═════ Text

Werkschau in Berlin

Efraim Habermann – Fotografie und Aquarell

Die mit dem art.salon verbundene artnow Gallery zeigt in der Ausstellung Efraim Habermann – Fotografie und Aquarell eine umfassende Werkschau der Fotografien und Aquarelle des Berliner Künstlers Efraim Habermann.

von Felix Brosius, 04. February 2023

Mit Stadtansichten aus Berlin und Venedig, Israel-Bildern, Architekturfotografie, Stillleben und Arbeiten aus der Reihe Frau im Bild sind Werke aus allen wichtigen Sujets des Fotografen zu sehen, darunter sowohl einige seiner bekanntesten Motive wie die Spiegelung der Matthäikirche an der Nationalgalerie (1976) als auch bisher weitgehend unbekannte Arbeiten aus dem Privatarchiv des Künstlers. Vervollständigt wird die Werkschau durch eine Auswahl von Aquarellen, die Habermann seit 1980 im konstruktivistischen Stil angefertigt hat und die auch einigen Habermann-Kennern bis dato unbekannt sein dürften.

══════════

→ Aufgabe
Entscheide für jede der folgenden Aussagen über den Text zur Habermann-Werkschau oben, ob sie mit ihm übereinstimmt. Antworte jeweils mit Ja oder Nein und zitiere die ausschlaggebenden Worte des Textes wörtlich.
(a) Die Ausstellung wird von der artnow Gallery gezeigt.
(b) Habermann fertigt seine Aquarelle seit 1976 an.
(c) In der Ausstellung sind nur bereits bekannte Motive des Fotografen zu sehen.

═════ Angezeigte Daten

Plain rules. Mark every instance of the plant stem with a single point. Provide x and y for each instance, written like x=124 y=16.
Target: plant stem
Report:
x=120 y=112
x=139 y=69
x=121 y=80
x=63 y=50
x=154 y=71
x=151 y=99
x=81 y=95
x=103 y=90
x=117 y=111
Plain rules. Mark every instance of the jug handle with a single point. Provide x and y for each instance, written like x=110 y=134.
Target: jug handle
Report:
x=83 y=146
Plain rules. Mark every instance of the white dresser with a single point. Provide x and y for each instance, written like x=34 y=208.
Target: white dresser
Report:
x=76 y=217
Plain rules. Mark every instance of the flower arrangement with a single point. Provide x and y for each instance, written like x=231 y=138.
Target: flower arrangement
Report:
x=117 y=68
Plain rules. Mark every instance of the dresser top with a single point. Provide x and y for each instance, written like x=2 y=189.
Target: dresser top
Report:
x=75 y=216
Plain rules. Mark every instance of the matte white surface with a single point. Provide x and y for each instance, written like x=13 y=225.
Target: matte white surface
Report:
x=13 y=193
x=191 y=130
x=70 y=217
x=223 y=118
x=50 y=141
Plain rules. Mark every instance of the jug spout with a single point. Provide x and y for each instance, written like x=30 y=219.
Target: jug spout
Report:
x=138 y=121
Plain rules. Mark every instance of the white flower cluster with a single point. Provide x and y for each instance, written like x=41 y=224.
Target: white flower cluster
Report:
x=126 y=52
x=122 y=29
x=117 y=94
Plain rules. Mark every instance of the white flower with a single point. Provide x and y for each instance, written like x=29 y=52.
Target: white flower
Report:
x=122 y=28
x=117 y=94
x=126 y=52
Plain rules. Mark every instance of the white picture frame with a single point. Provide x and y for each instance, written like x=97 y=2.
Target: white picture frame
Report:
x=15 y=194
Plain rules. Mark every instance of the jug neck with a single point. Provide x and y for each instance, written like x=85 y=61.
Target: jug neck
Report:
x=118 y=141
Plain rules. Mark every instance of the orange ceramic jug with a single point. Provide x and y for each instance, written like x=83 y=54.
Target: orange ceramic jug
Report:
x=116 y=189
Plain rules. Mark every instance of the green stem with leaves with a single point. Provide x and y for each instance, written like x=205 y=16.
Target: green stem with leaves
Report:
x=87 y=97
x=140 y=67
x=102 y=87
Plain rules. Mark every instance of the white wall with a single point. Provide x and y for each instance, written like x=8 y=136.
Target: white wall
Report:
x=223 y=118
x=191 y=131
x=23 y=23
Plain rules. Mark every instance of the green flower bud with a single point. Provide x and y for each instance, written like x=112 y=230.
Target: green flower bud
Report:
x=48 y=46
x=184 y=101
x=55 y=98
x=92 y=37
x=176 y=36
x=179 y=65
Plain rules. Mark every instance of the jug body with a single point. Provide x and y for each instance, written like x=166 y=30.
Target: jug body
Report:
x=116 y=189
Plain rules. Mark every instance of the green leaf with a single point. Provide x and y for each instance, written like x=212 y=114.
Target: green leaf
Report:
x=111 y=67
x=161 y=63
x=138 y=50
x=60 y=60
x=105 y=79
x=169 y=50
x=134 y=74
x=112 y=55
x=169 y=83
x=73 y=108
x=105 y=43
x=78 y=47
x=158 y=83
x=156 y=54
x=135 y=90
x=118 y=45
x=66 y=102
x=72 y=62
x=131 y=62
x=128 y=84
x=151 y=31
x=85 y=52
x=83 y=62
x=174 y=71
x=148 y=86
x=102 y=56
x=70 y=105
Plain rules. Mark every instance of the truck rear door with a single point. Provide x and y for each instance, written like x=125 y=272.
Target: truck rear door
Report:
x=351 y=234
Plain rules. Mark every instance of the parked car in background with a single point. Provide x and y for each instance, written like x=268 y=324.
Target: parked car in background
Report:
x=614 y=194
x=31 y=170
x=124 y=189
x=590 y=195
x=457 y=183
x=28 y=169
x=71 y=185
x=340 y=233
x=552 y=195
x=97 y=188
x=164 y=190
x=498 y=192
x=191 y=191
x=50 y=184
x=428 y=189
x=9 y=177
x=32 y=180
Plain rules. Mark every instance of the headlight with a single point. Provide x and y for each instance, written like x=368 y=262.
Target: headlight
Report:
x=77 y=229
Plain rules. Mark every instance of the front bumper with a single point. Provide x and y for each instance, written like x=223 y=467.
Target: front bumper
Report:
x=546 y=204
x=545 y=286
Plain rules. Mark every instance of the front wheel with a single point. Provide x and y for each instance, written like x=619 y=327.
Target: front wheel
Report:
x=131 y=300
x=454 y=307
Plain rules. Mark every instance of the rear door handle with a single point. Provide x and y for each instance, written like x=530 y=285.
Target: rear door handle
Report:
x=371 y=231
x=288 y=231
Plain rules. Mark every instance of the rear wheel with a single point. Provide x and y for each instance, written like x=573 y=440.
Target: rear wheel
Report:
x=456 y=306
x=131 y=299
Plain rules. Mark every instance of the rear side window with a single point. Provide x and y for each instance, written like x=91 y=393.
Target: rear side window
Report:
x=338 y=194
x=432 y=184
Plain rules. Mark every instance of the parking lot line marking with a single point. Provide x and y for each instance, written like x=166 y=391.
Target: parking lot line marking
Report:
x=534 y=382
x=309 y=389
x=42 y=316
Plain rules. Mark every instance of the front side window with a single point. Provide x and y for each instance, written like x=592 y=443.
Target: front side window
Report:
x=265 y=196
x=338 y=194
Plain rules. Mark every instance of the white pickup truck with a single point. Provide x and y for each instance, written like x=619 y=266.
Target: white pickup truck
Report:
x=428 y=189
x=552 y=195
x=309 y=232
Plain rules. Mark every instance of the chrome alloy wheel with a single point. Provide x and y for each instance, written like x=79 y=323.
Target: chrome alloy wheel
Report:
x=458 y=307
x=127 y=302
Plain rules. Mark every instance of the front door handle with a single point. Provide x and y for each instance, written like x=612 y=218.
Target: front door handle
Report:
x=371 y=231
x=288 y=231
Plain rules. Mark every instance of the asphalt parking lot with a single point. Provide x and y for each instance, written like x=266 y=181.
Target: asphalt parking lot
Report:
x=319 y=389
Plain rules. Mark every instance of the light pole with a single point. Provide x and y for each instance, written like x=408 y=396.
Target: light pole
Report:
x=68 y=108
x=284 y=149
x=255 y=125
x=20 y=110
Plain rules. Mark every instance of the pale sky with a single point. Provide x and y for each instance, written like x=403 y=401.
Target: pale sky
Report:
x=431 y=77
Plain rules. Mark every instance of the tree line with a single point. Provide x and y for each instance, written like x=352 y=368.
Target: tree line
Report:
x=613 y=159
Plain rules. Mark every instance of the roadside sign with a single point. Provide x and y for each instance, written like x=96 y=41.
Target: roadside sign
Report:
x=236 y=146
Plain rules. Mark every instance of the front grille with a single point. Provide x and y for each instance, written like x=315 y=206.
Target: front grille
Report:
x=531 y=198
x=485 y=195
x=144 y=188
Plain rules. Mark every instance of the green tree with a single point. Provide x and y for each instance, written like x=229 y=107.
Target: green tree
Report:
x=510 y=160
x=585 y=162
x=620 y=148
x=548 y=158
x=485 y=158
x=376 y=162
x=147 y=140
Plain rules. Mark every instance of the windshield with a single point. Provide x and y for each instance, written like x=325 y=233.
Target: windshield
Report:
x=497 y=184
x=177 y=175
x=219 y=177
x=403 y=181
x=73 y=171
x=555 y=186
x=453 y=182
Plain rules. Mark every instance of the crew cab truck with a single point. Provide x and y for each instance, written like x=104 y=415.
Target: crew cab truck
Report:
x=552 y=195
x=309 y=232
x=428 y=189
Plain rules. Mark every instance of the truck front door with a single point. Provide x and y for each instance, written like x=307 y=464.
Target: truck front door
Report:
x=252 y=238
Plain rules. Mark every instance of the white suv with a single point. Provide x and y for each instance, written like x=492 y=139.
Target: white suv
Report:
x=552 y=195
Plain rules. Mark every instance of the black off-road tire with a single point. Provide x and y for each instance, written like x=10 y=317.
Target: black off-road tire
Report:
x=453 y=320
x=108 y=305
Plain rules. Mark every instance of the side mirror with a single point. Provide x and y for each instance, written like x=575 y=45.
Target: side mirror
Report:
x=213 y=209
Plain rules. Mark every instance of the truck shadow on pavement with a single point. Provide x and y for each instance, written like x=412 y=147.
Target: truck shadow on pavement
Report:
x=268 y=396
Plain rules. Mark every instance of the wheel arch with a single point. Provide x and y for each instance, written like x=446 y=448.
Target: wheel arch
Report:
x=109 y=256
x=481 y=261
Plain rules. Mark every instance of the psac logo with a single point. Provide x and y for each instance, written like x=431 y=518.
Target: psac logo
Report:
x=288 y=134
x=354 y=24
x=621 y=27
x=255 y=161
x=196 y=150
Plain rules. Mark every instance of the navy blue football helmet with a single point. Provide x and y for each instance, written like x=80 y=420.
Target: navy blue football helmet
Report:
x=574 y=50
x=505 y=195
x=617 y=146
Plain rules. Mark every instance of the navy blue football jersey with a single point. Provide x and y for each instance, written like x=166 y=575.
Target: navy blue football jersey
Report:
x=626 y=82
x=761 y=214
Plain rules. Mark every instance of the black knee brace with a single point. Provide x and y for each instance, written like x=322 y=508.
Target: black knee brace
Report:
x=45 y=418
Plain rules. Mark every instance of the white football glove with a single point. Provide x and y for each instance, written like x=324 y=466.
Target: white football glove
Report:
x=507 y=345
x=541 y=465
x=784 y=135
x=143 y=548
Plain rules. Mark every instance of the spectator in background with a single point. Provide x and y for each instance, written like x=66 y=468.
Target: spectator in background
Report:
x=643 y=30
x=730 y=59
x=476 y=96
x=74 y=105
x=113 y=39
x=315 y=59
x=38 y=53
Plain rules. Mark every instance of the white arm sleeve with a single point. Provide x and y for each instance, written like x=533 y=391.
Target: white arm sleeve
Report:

══════════

→ Lösung
(a) Ja: „Die mit dem art.salon verbundene artnow Gallery zeigt in der Ausstellung Efraim Habermann – Fotografie und Aquarell eine umfassende Werkschau“
(b) Nein: „die Habermann seit 1980 im konstruktivistischen Stil angefertigt hat“
(c) Nein: „als auch bisher weitgehend unbekannte Arbeiten aus dem Privatarchiv des Künstlers“